[Stored records]
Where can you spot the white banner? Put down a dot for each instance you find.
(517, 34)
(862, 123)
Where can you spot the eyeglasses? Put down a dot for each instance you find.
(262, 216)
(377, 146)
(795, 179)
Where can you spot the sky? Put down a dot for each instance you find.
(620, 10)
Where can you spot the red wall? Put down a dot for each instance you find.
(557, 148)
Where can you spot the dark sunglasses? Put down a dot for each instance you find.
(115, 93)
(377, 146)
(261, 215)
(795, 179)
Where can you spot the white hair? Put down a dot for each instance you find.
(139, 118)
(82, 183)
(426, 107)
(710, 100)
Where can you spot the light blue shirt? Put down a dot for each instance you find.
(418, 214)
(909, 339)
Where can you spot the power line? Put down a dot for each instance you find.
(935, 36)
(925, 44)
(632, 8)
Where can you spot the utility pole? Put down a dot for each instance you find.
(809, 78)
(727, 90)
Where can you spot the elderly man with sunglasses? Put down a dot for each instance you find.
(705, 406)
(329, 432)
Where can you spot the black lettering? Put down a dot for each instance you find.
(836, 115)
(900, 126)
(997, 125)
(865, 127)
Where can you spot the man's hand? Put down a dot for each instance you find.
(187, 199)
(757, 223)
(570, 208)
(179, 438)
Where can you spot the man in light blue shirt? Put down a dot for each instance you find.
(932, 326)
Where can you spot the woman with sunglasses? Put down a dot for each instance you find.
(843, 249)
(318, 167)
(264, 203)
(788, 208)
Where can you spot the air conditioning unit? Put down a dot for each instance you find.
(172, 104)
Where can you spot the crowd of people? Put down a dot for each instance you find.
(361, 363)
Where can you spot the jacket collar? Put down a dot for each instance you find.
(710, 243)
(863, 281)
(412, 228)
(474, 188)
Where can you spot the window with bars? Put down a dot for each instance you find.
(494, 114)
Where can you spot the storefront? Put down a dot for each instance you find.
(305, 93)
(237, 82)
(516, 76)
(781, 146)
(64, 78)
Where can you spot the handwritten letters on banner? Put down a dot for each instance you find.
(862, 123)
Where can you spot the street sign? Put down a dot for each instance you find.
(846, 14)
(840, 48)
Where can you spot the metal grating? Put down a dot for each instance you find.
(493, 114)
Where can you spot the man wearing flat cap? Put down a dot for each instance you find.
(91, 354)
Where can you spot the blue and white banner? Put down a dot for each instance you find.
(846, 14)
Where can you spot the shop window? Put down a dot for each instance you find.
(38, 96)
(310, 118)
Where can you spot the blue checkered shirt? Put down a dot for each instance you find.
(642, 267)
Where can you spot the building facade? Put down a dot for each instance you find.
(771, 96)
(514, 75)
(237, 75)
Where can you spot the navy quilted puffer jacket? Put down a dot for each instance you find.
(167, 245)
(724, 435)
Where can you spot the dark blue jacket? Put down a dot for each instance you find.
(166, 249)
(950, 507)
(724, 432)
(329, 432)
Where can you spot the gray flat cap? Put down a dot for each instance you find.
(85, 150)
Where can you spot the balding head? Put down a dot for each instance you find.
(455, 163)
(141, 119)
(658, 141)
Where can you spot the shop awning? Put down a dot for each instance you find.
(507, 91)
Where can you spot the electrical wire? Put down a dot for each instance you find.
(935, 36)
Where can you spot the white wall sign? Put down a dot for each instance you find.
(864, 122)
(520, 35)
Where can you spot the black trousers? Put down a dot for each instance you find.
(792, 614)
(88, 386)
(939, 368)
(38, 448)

WHAT THE TASK ASKS |
Nothing in the data may be omitted; transcribe it exactly.

REPLY TO THE TASK |
Where can you spot the white banner? Put down a dot for each instance you find.
(517, 34)
(862, 123)
Where can you spot the eyeglasses? Put down a dot for each instance you find.
(262, 216)
(377, 146)
(795, 179)
Where can you spot the sky? Put down a dot for each instance you find.
(620, 10)
Where can you spot the red wall? Put down a dot for each instance you find.
(557, 148)
Where can you spot the dark sunglasses? Put down a dot for each instance you find.
(115, 93)
(377, 146)
(261, 215)
(795, 179)
Where can you spot the white hair? Put down a dot for each instance you find.
(139, 118)
(82, 183)
(426, 107)
(710, 100)
Where can you spot the light blue shirt? Put down a dot for each instance you find.
(418, 214)
(909, 339)
Where can you spot the power line? Put down a dot for each instance you find.
(935, 36)
(925, 44)
(632, 8)
Where can you spot the utility pole? Put down a dot for each instance you find.
(809, 78)
(727, 90)
Where can you spot the elderly man with sunglasses? Put down a dot for each instance you find.
(705, 406)
(329, 432)
Where can you spot the black lettering? Put down a dot for each instance you find.
(836, 115)
(900, 126)
(997, 125)
(865, 127)
Where can you spot the man's hand? Put down a dot for each instance you find.
(187, 199)
(757, 223)
(570, 208)
(179, 438)
Where can you spot the man in light blue shirt? Put down a dot for each instance you find.
(932, 326)
Where can you spot the woman with sunglasses? Put down a dot for each instance you find.
(843, 249)
(318, 167)
(264, 203)
(788, 208)
Where can you spot the air conditioning unit? Put down a dot for each instance you find.
(172, 104)
Where can you spot the crowd of people? Put down a dot for each instance you find.
(361, 363)
Where can you spot the jacket collar? Put down a dot for each instance you find.
(710, 243)
(863, 281)
(412, 228)
(474, 188)
Where can you spot the window with bars? Put down a dot for each instance you find.
(494, 114)
Where can you spot the storefront? Put down a dot for each instance you find.
(305, 93)
(237, 82)
(516, 76)
(781, 146)
(64, 78)
Where can you spot the handwritten letters on banner? Put down a dot for each instance you find.
(862, 123)
Where can you spot the street sign? Put down a dot for each instance you find.
(846, 14)
(840, 48)
Where can you spot the metal grating? Put down a dot for each instance you find.
(493, 114)
Where can you spot the man wearing flat cap? Put down a dot for each instance you find.
(91, 354)
Where can you spot the blue and white banner? Put down a dot for each instance you find.
(846, 14)
Where can you spot the shop window? Put down a dot for each instance you find.
(38, 96)
(310, 118)
Where can you spot the blue checkered shirt? Put down a dot for each instance you find.
(642, 267)
Where can you spot the building facade? Put down a dot for each instance you find.
(771, 96)
(514, 75)
(237, 75)
Where can you spot the navy quilted puffer jacket? Put down a dot for each instance you find.
(167, 245)
(724, 435)
Where can you spot the dark blue jacket? Put down a dot for each instance you find.
(166, 249)
(950, 507)
(724, 432)
(329, 432)
Where can you spot the gray flat cap? Put down a dot for each instance you find.
(85, 150)
Where can you spot the balding head? Put down a dot for each instance you find.
(455, 163)
(141, 119)
(658, 141)
Where can you spot the shop awning? Put down a dot for each instance you find.
(507, 91)
Where can you spot the electrical wire? Put down a dot for each instance you find.
(935, 36)
Where can you spot the white wall sign? Put down a dot for each instance you find.
(864, 122)
(520, 35)
Where can you spot the black trousers? Put down a dot for each instance you find.
(792, 614)
(88, 386)
(939, 368)
(38, 448)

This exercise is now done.